### GIVEN PASSAGE

>> start

A catalog of the fields you will encounter lives in the appendix → Common EXIF fields; the file-format side of metadata — where in the file it sits, and how (or whether) it survives an edit — is in File formats and compression.

💡 What metadata should travel with an image

A recurring wish in this book: beyond the basics above, a sane image representation would carry exactly the things a bare array can never imply on its own —

Most formats carry the first two only unreliably, and the last two not at all. Yet the algorithms that come later silently need this provenance: white balance and HDR want the encoding and color space, denoising wants the noise parameters (see edge-preserving filtering), deblurring wants the PSF. The honest view, then, is that an image is its pixels plus this provenance — and a representation that drops it is forcing every later stage to guess.

3.1.3 Float vs 8-bit vs more bits

We do our work in floating-point values, and almost always treat the useful range as $[0, 1]$ — $0$ black, $1$ white. The reason is comfort: in float, an image behaves like ordinary numbers. You can add two of them, multiply by a constant, average a hundred, and nothing overflows or quietly truncates to an integer mid-computation. The 8-bit integers ($0$–$255$) you find on disk are excellent for storage and fast hardware, but doing arithmetic directly in 8 bits is a real pain — every intermediate result has to be clamped and rounded, headroom is tiny, and errors accumulate. We confront 8-bit arithmetic squarely in a later chapter; here we simply convert to float on load and back on save, and otherwise forget integers exist.

Between those extremes lies a whole ladder of more bits, and it matters in practice. Camera sensors typically deliver 12–14 bits per channel in their RAW files — four to six binary digits more tonal resolution than an 8-bit JPEG — and that extra headroom is exactly what lets you rescue crushed shadows or recover a clipped sky in editing. A great deal of real image processing then happens in 16 bits (16-bit integer, or 16-bit "half" float): enough precision that rounding stays invisible through a long chain of edits, at half the memory of 32-bit float. The rule of thumb is that capture and intermediate work want more bits than the 8 a final display needs — you keep precision where errors would otherwise accumulate, and only quantize down to 8 bits at the very last step, on output.

>> end

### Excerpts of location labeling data
>> start

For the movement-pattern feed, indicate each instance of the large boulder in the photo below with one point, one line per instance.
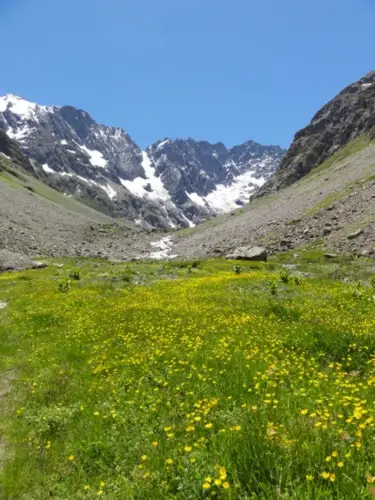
(10, 261)
(249, 253)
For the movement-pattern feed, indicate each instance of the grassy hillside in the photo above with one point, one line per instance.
(10, 174)
(189, 381)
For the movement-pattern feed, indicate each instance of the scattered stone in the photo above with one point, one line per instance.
(11, 261)
(354, 235)
(249, 253)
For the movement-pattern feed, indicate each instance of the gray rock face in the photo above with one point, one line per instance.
(172, 184)
(348, 116)
(354, 235)
(249, 253)
(11, 261)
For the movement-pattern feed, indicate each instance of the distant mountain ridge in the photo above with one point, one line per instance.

>> end

### REQUIREMENTS
**1.** Transcribe the part of the passage on image metadata and bit depth that opens with the words containing "We do our work" and closes with "forget integers exist.".
**2.** Restate the records above word for word, line by line, leaving the pictures out of your answer.

### RESULTS OF THE EXERCISE
**1.**
We do our work in floating-point values, and almost always treat the useful range as $[0, 1]$ — $0$ black, $1$ white. The reason is comfort: in float, an image behaves like ordinary numbers. You can add two of them, multiply by a constant, average a hundred, and nothing overflows or quietly truncates to an integer mid-computation. The 8-bit integers ($0$–$255$) you find on disk are excellent for storage and fast hardware, but doing arithmetic directly in 8 bits is a real pain — every intermediate result has to be clamped and rounded, headroom is tiny, and errors accumulate. We confront 8-bit arithmetic squarely in a later chapter; here we simply convert to float on load and back on save, and otherwise forget integers exist.

**2.**
For the movement-pattern feed, indicate each instance of the large boulder in the photo below with one point, one line per instance.
(10, 261)
(249, 253)
For the movement-pattern feed, indicate each instance of the grassy hillside in the photo above with one point, one line per instance.
(10, 174)
(189, 381)
For the movement-pattern feed, indicate each instance of the scattered stone in the photo above with one point, one line per instance.
(11, 261)
(354, 235)
(249, 253)
For the movement-pattern feed, indicate each instance of the gray rock face in the photo above with one point, one line per instance.
(172, 184)
(348, 116)
(354, 235)
(249, 253)
(11, 261)
For the movement-pattern feed, indicate each instance of the distant mountain ridge in the photo above with one point, one line per instance.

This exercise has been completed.